EXERCISE TASK — In the lines from the one containing "Could you tag the gray" through the one containing "point(613, 372)", swap "gray painted wall" for "beige painted wall". Give back only those lines, with nothing else changed.

STORED RECORDS —
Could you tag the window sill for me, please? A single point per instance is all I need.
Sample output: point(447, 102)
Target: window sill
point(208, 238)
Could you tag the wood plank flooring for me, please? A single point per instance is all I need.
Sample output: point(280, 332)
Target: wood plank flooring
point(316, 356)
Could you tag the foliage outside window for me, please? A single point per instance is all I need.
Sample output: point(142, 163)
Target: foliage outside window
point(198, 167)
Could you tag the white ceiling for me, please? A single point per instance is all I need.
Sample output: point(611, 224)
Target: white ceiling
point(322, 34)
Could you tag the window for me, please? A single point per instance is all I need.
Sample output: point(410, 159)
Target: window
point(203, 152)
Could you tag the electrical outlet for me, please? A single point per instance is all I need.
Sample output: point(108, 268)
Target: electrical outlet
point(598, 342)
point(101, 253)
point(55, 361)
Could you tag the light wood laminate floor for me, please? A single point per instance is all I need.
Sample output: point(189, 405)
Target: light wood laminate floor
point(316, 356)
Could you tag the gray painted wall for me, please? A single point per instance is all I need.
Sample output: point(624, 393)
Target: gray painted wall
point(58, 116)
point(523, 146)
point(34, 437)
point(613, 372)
...
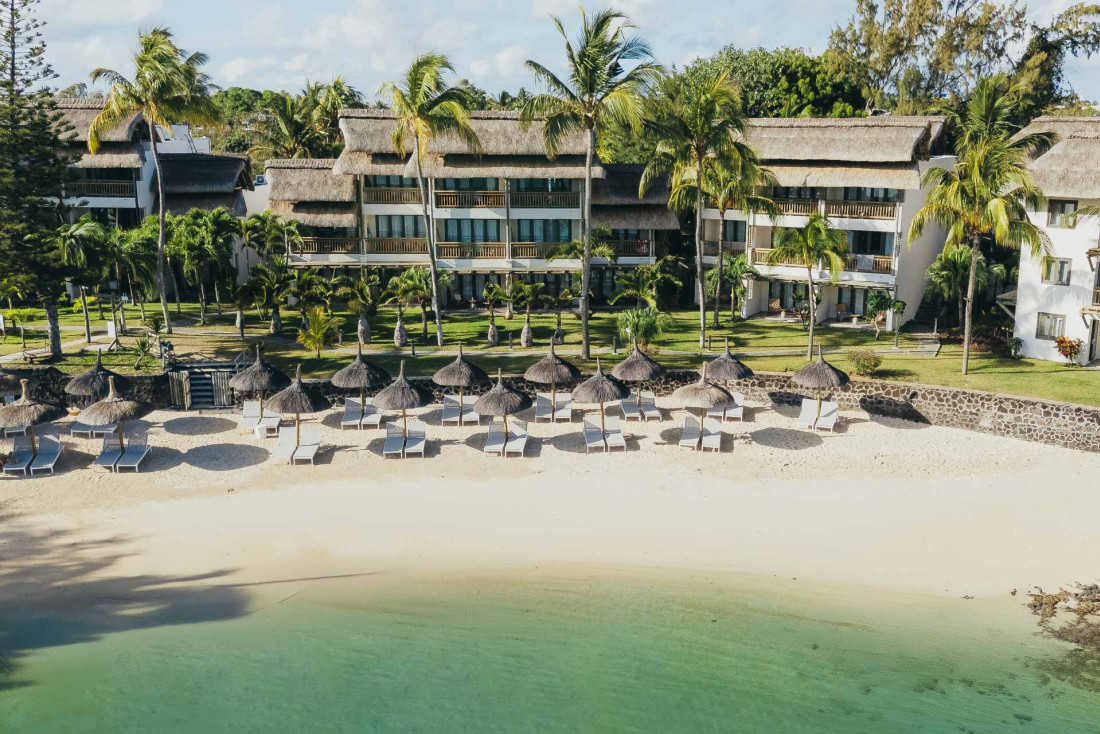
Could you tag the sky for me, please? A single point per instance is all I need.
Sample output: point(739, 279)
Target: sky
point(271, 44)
...
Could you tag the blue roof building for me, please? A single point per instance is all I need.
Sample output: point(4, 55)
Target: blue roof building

SOLUTION FOR THIS TASK —
Could you tag the beige painted wall for me, please? A single point per instance is all I need.
Sample output: point(624, 393)
Target: beige painted wall
point(58, 116)
point(523, 146)
point(34, 437)
point(613, 372)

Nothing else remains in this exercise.